■ INSTRUCTIONS FOR THE TASK ■
Leaving out every line that comes before the one containing "[locate] the red cgt", output the rest of the records exactly, the final line included.

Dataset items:

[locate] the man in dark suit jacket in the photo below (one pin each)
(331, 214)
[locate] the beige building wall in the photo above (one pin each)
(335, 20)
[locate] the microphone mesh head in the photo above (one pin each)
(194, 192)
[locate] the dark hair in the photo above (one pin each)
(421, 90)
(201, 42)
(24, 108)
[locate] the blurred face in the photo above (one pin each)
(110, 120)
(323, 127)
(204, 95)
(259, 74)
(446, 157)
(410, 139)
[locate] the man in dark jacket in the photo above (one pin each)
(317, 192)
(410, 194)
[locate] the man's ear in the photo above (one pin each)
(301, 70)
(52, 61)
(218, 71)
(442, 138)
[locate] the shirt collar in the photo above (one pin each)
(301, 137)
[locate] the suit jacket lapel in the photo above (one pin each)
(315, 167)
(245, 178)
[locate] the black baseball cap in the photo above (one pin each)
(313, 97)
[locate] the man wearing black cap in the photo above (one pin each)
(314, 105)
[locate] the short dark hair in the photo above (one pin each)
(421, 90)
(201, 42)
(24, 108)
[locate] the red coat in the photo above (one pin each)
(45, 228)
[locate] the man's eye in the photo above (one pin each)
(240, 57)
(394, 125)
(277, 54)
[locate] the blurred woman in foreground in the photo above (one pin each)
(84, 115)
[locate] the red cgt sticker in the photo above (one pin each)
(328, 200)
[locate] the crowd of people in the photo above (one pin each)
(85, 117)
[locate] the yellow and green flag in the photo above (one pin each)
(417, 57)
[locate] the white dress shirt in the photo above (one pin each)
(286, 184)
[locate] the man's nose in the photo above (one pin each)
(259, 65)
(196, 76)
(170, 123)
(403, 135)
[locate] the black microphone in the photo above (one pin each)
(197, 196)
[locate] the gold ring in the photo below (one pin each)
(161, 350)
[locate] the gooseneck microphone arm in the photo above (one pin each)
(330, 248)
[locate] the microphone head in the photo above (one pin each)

■ TASK RESULT ■
[locate] the red cgt sticker in the photo above (one pin each)
(328, 200)
[locate] the crowd of people in the photo above (one pin each)
(85, 117)
[locate] the yellow and green flag in the photo above (one pin each)
(417, 57)
[locate] the white dress shirt in the photo above (one pin each)
(286, 184)
[locate] the man's nose in the photo above (one pin each)
(259, 65)
(196, 76)
(170, 123)
(403, 135)
[locate] the black microphone in the photo above (one pin each)
(197, 196)
[locate] the gold ring in the photo below (one pin each)
(161, 350)
[locate] the gooseneck microphone arm in the photo above (one pin each)
(330, 248)
[locate] the microphone head in the photo above (one pin each)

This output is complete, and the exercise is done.